### Job
Please copy the lines below word for word, leaving the pictures out of your answer.

### Records to use
○ ○ ○ ○ ○

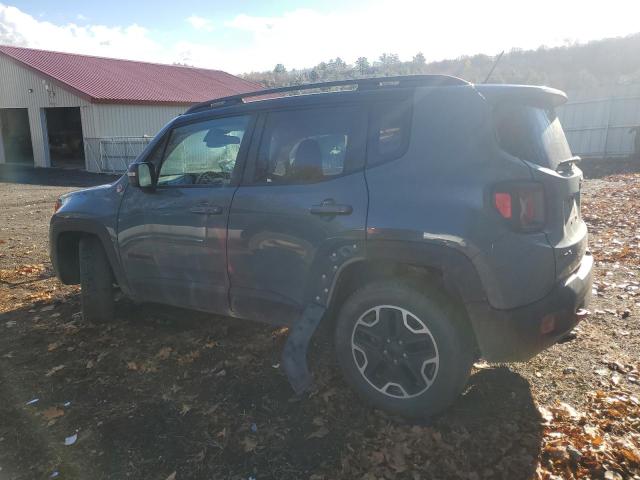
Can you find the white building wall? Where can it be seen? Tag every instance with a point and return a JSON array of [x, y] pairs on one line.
[[597, 121], [133, 120], [99, 121], [16, 82]]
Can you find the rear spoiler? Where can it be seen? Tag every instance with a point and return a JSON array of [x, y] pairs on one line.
[[527, 94], [566, 165]]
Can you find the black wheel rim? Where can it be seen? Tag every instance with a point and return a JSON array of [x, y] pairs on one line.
[[395, 351]]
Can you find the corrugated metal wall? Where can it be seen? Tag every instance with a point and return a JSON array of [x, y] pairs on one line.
[[98, 120], [598, 121], [16, 81], [133, 120]]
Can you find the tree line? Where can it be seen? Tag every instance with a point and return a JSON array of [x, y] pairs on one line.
[[573, 66]]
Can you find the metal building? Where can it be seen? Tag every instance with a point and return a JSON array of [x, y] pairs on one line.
[[602, 122], [78, 111]]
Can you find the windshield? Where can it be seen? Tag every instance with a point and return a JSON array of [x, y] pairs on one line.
[[532, 133]]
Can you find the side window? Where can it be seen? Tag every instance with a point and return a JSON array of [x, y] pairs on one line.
[[305, 146], [390, 131], [203, 153]]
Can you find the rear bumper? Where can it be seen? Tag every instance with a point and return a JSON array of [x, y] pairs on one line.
[[519, 334]]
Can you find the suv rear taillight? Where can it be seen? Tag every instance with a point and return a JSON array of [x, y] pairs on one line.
[[522, 204]]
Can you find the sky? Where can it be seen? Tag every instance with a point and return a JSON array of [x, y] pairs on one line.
[[252, 35]]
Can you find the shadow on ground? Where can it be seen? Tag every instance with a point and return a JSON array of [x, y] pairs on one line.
[[164, 390], [53, 177]]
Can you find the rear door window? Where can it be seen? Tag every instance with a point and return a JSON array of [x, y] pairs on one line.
[[531, 133], [310, 145], [390, 131]]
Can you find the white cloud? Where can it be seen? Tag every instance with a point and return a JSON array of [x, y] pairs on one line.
[[440, 30], [304, 37], [200, 23], [21, 29]]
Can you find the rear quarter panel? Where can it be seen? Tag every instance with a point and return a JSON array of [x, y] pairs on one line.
[[438, 191]]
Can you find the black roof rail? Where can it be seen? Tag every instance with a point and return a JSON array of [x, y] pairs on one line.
[[359, 83]]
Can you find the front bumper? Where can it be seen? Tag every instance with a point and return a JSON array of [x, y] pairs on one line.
[[519, 334]]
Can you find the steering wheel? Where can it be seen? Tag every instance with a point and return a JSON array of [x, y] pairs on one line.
[[211, 178]]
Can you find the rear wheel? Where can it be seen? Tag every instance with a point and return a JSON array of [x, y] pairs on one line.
[[96, 281], [405, 351]]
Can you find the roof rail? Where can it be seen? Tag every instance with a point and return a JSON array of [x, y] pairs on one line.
[[360, 83]]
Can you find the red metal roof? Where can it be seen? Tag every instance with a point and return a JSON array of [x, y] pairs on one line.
[[109, 80]]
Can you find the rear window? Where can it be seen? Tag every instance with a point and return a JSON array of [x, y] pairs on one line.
[[532, 133]]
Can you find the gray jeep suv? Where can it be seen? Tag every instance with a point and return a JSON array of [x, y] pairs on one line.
[[429, 220]]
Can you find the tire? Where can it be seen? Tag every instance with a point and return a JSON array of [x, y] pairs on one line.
[[432, 363], [96, 282]]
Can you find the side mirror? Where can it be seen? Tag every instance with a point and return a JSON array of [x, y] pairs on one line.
[[141, 175]]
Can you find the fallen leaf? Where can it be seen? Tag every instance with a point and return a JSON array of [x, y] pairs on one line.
[[54, 370], [249, 444], [52, 412], [320, 433]]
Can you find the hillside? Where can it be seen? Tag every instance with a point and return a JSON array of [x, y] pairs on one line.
[[601, 62]]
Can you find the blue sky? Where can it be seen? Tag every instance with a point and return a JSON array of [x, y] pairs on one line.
[[255, 35]]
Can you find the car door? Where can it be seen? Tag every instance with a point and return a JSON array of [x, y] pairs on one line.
[[172, 238], [300, 212]]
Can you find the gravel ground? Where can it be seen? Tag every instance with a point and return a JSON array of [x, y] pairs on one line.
[[167, 394]]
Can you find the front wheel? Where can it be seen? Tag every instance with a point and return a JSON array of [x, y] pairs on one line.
[[404, 351], [96, 281]]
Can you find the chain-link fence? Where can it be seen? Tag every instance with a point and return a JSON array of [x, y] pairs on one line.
[[113, 154]]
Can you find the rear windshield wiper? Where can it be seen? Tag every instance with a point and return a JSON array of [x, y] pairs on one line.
[[566, 165]]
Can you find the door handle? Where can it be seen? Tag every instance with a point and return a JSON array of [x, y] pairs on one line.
[[206, 210], [329, 207]]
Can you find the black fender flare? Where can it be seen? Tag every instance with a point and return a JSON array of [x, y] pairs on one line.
[[60, 225], [459, 275]]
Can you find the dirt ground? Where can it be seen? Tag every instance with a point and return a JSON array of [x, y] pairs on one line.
[[169, 394]]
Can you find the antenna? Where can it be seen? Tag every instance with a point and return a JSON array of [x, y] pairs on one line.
[[495, 64]]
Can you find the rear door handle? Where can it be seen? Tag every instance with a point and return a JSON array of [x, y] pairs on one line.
[[206, 210], [329, 207]]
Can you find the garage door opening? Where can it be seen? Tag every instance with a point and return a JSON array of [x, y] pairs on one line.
[[16, 136], [64, 131]]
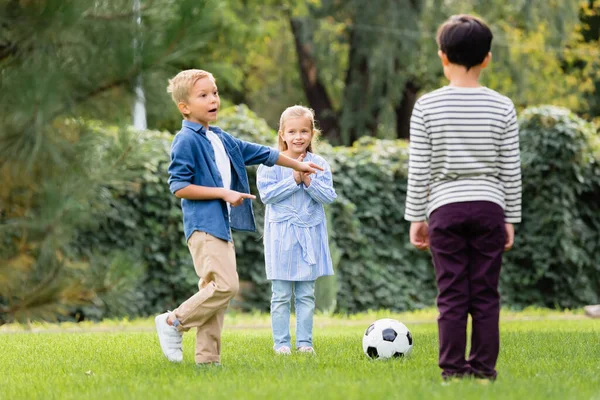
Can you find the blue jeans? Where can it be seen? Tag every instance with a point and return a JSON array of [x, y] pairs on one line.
[[281, 300]]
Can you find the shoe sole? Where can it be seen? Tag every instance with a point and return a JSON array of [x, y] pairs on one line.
[[157, 325]]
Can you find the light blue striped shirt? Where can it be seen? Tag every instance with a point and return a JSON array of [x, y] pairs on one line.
[[295, 237]]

○ ○ ○ ○ ○

### Answer for this exercise
Can you find the white building wall? Where can it be seen? Tag every instance with a point and return a JSON array of [x, y] pairs on one line.
[[597, 121], [133, 120], [99, 121], [16, 82]]
Can you find the rear spoiler? Where can it be seen? Tag every instance with a point and return a JSON array of [x, y] pairs on one line.
[[527, 94], [566, 165]]
Can you find the black wheel rim? Where can it be seen? Tag every instance with a point and return a JSON array of [x, y] pairs on one line.
[[395, 351]]
Can you find the corrugated metal wall? Where can it be seen? Tag every instance with a point and return a JSON array of [x, y] pairs on one line.
[[98, 120], [598, 121], [16, 81], [133, 120]]
Can you find the tree line? Where can it be seen? Tag every instance with a point and return a JSON array of [x, y] pairs on one line.
[[573, 66]]
Can you find the metal building? Where can it be seen? Tag every instance with a point and return a JSON array of [x, y] pairs on one line.
[[602, 122], [78, 111]]
Can you find the windshield? Where can it be seen? Tag every instance with a point and return a JSON array of [x, y] pairs on one line.
[[532, 133]]
Can you find the side window? Where can it be seen? Tag every instance with a point and return a JSON array of [x, y] pairs on one line.
[[305, 146], [390, 131], [203, 153]]
Can you find the rear bumper? Where can it be seen? Tag every instance with a point and return a JSON array of [x, y] pairs on one line.
[[519, 334]]
Can you find the suv rear taillight? Where can it be seen? Tag every instance with a point and return a JSON array of [x, y] pairs on one line.
[[522, 204]]
Can you find the sky? Where can it be seen? Tag every instance with a point and return a JSON array of [x, y] pairs on one line.
[[252, 35]]
Can you find the shadow on ground? Where can it be seen? Tag every instance with a point and return a JSON array of [x, y] pairs on one line.
[[164, 390], [53, 177]]
Can you find the rear door window? Where can it be seen? Tag every instance with a point and return a JSON array of [x, y] pairs on one line.
[[531, 133], [310, 145], [390, 131]]
Can you find the white cloud? Where can it be seen? Tag every instance with a point and return a JSON array of [x, y] pairs on one line.
[[440, 30], [304, 37], [200, 23], [21, 29]]
Can you find the rear quarter panel? Where can it be seen? Tag every instance with a point and return a JSON array of [x, y] pairs on one line.
[[438, 191]]
Can you find the black roof rail? Where can it be seen? Tag every instance with a point and return a JSON array of [x, y] pairs on one line.
[[359, 83]]
Can you find the front bumper? Where can it be seen? Tag every instance with a point and return a JSON array of [x, y] pairs on one line.
[[519, 334]]
Can you find the steering wheel? Where can it be seen? Tag every instance with a point and return a JSON array of [x, y] pairs on one line.
[[211, 178]]
Can you find the rear wheel? Where can it be seen? Tag every instance with a point and return a JSON array of [x, y] pairs on one line.
[[96, 281], [405, 351]]
Can you find the roof rail? Where can it be seen? Tag every instance with a point and return a JSON array of [x, y] pairs on one line.
[[360, 83]]
Can you find the red metal roof? Where can it be seen? Tag every instance with a point and return a JSON array of [x, y] pairs on one line.
[[109, 80]]
Can you find the rear window? Where can it be seen? Tag every instance with a point and return a JSON array of [x, y] pairs on one line.
[[532, 133]]
Can you find the gray jeep suv? Where can it be seen? Tag every instance with a point and return a JSON array of [x, y] pairs on one line.
[[429, 220]]
Can you find the tire? Where can it be seen? Tag every instance with a point and return a JSON array of [x, y] pairs on one line.
[[432, 363], [96, 282]]
Can you find the side mirror? Where can it be seen? Tag every instance with a point and return a JSON array of [x, y] pairs on one line.
[[141, 175]]
Can you find the fallen leaf? Where can it be seen? Tag every instance with a point and return a JSON array of [x, y] pairs on one line.
[[54, 370], [249, 444], [52, 412], [320, 433]]
Can you find the hillside? Where can it be seen? Tag every instance with a point and return a JSON array of [x, y] pairs on one line.
[[601, 62]]
Can you find the blue sky? Where can it be seen? Tag every instance with a point and return a JSON array of [x, y] pairs on one line.
[[255, 35]]
Can you find the car door? Where can it be seen? Tag every instance with a point and return a JSON array of [x, y] pairs on one line.
[[172, 238], [300, 212]]
Can you find the gravel ground? Where can it be seen? Tag every instance with a point and return a JSON array of [x, y] pairs on one line.
[[167, 394]]
Can you find the front wheel? Where can it be seen? Tag every instance with a point and return a JSON array of [x, y] pairs on one line.
[[404, 351], [96, 281]]
Can you find the chain-link fence? Where can it be seen? Tag every instance with a point and return a JSON array of [x, y] pairs on one line.
[[113, 154]]
Can you find the rear windshield wiper? Where can it be seen? Tag every instance with a point and return a JSON array of [x, y] pairs on one line.
[[566, 165]]
Can you find the door handle? Where can it be seen? Tag every instance with a point and return a JSON array of [x, y] pairs on one line.
[[206, 210], [329, 207]]
Can you find the black fender flare? Where can it be seen? Tag every instance with a point and return a JSON array of [x, y] pairs on one line.
[[60, 225], [459, 275]]
Can you find the dirt ground? Where can it be seen? Tag every instance with a point and return a JSON array of [x, y] pairs on one line.
[[169, 394]]
Can you find the antenna? Where can it be seen? Tag every instance with a point and return a JSON array of [x, y] pairs on one line.
[[495, 64]]
Can you find the rear door handle? Where can it be seen? Tag every instance with a point and return a JSON array of [x, y] pairs on one line.
[[206, 210], [329, 207]]
Can you find the garage door opening? Where can it be seen? Tag every instance with a point and return a JSON array of [x, y] pairs on one line.
[[16, 136], [64, 131]]
Can you find the blue jeans? Where can it be seen? Tag every instance with a point and return a JSON array of [x, y] pairs on one line.
[[281, 300]]
Can you find the shoe sole? Where can it be seen? Tag every instance with a point and return a JSON array of [x, y] pairs on one line.
[[157, 325]]
Can you find the light blue striped shirt? Where can it be seen? Tag every instance with a point and return a JSON array of [x, y] pairs on one line.
[[295, 237]]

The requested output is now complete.